**About this exercise:** Going through the entries below, copy out each line that contains "number".

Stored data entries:
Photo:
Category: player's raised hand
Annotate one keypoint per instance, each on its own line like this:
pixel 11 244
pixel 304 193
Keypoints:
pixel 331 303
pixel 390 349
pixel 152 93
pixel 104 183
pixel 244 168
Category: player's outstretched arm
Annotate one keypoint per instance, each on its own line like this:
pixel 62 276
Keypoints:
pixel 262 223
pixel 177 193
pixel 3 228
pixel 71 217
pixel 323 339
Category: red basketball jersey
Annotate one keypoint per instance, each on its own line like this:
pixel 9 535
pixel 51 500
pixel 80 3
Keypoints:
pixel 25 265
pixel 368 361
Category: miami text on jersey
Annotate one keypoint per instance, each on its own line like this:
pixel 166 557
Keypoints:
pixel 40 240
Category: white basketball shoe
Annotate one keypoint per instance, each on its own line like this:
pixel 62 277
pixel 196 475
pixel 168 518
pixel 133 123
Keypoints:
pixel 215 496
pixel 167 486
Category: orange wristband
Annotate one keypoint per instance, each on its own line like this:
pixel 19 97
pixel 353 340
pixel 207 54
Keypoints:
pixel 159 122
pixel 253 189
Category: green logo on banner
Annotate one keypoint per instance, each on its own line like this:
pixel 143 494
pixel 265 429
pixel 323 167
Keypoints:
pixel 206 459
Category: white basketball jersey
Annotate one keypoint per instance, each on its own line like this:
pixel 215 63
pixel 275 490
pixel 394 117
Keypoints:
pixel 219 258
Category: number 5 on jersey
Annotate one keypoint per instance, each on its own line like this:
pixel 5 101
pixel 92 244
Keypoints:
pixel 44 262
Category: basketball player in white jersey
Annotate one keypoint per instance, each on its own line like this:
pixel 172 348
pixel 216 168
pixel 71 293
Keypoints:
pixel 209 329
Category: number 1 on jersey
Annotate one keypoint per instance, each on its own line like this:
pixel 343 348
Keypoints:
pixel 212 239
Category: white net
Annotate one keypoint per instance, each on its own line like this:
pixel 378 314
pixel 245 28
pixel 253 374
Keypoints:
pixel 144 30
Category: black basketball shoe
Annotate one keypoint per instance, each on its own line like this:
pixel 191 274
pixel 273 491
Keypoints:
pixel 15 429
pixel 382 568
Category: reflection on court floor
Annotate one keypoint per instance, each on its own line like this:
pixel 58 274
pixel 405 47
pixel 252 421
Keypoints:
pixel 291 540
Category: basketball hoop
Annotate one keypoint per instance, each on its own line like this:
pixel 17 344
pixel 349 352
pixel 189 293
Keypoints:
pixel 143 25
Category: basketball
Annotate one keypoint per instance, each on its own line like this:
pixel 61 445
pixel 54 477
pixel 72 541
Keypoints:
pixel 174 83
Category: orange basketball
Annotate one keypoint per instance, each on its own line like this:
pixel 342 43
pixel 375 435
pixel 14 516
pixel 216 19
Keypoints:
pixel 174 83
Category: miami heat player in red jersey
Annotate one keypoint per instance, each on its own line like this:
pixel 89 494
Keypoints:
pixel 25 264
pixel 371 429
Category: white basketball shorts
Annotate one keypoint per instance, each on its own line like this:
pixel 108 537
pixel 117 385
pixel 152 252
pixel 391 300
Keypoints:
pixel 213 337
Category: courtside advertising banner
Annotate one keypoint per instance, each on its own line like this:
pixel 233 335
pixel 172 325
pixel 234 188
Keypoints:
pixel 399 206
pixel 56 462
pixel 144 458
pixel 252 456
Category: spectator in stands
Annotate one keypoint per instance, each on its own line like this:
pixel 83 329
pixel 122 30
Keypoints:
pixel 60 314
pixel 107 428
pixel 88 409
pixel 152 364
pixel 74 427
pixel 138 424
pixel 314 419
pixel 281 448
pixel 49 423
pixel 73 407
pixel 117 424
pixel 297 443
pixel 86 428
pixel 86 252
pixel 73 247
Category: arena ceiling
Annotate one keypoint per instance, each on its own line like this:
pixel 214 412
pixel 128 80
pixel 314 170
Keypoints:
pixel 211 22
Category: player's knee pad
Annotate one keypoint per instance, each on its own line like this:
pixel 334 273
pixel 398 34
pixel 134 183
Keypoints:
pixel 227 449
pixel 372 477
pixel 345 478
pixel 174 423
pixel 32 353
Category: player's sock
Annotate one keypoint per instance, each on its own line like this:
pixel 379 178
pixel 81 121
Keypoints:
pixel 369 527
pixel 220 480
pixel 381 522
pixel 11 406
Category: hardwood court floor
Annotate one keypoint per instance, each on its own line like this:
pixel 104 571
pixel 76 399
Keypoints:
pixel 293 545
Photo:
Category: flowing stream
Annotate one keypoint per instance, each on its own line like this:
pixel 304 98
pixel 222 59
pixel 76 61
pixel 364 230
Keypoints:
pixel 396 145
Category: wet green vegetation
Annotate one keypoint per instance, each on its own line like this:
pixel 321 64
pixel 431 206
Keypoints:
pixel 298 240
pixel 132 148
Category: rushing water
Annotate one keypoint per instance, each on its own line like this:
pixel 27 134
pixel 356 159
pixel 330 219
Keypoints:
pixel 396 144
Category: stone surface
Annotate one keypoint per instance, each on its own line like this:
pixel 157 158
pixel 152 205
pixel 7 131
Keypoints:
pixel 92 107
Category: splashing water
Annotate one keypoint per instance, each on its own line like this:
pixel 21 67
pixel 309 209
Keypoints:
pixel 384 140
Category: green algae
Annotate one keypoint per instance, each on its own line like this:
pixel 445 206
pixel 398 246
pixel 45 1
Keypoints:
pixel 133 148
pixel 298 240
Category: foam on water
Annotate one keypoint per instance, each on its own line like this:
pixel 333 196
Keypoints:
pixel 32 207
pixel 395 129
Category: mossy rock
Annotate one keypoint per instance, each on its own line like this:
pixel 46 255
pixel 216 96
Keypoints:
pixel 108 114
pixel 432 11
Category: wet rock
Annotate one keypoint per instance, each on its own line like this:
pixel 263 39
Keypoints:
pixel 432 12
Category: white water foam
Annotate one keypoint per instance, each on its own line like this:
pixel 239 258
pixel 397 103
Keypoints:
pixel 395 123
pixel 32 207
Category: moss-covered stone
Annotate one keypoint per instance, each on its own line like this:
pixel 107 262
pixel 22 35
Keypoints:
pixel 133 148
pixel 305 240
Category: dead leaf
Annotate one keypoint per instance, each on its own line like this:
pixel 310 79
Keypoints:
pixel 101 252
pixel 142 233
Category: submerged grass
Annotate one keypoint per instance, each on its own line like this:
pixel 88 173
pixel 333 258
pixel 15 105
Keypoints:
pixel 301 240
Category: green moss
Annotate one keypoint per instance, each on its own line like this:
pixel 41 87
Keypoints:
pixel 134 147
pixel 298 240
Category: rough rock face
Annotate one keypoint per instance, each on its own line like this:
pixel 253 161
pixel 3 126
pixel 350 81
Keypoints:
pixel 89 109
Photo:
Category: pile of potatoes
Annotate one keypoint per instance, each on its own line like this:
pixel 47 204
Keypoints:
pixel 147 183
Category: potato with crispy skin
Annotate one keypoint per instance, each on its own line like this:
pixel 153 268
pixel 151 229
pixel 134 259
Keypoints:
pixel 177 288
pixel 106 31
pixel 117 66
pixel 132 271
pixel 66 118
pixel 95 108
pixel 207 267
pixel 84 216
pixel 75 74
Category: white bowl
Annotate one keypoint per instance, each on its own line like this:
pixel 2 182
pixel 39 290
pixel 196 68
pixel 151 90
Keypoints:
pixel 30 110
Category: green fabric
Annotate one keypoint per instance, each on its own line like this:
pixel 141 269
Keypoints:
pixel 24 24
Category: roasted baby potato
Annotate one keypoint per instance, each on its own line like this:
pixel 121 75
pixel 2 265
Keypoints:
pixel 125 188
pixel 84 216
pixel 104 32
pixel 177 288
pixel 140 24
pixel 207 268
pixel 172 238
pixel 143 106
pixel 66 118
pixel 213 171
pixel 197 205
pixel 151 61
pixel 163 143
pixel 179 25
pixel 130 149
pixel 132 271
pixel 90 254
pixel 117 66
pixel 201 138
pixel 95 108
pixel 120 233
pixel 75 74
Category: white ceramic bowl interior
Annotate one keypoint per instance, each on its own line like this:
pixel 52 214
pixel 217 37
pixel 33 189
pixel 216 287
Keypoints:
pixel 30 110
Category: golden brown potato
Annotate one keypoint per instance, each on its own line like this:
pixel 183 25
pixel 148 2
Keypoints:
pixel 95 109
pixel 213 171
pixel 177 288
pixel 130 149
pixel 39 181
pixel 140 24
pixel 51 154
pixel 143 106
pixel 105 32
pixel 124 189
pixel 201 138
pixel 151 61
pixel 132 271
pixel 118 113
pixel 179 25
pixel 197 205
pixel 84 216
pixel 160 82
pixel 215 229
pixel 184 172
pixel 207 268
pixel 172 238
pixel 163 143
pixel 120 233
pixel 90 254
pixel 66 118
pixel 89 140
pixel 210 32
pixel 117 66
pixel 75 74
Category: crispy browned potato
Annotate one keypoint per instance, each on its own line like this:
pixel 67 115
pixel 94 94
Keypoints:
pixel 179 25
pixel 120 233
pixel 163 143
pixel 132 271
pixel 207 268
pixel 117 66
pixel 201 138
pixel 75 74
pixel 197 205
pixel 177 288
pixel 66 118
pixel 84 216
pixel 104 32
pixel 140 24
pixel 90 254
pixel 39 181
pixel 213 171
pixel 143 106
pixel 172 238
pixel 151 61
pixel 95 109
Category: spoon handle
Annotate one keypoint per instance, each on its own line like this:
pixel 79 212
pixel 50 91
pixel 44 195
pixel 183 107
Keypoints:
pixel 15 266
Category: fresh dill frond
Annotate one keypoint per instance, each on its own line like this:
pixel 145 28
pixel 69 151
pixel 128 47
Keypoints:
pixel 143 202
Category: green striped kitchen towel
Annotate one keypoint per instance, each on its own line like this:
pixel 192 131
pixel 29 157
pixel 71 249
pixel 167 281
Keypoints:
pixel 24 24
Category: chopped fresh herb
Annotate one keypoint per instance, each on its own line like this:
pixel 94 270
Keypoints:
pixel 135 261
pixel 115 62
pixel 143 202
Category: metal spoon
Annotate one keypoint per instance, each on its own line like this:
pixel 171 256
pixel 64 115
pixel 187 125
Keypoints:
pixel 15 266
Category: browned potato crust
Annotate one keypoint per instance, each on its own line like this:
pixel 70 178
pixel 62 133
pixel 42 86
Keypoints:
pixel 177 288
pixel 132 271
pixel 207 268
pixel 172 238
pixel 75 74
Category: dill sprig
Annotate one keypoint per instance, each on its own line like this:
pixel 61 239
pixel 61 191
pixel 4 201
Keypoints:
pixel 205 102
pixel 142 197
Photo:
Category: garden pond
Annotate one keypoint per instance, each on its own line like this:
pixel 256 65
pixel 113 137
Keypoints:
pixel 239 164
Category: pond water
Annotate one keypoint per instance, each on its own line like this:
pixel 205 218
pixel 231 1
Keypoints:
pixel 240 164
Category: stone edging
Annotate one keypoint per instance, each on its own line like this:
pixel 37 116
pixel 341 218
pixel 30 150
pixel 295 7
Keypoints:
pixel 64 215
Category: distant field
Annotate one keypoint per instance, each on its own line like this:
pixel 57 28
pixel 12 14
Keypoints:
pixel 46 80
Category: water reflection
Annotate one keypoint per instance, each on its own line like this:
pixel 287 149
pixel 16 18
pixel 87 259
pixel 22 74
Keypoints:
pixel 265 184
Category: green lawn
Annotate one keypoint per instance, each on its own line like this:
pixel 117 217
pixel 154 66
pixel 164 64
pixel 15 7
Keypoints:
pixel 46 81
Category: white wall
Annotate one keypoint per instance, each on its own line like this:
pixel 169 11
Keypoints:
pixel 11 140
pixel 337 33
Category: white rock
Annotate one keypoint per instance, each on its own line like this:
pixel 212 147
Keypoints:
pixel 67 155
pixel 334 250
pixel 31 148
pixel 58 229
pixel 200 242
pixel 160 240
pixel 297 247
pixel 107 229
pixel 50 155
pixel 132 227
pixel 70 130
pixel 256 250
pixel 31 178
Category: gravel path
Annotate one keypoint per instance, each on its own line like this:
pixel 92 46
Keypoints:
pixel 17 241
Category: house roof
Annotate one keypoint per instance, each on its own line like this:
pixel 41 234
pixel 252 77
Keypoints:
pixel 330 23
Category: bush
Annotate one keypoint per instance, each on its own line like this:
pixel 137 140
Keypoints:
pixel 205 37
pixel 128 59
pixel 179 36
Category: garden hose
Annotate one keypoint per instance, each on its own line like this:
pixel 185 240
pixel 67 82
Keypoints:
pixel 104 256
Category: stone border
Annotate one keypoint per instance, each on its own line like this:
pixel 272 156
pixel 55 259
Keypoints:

**The completed task:**
Category: number 5 on jersey
Category: number 1 on jersey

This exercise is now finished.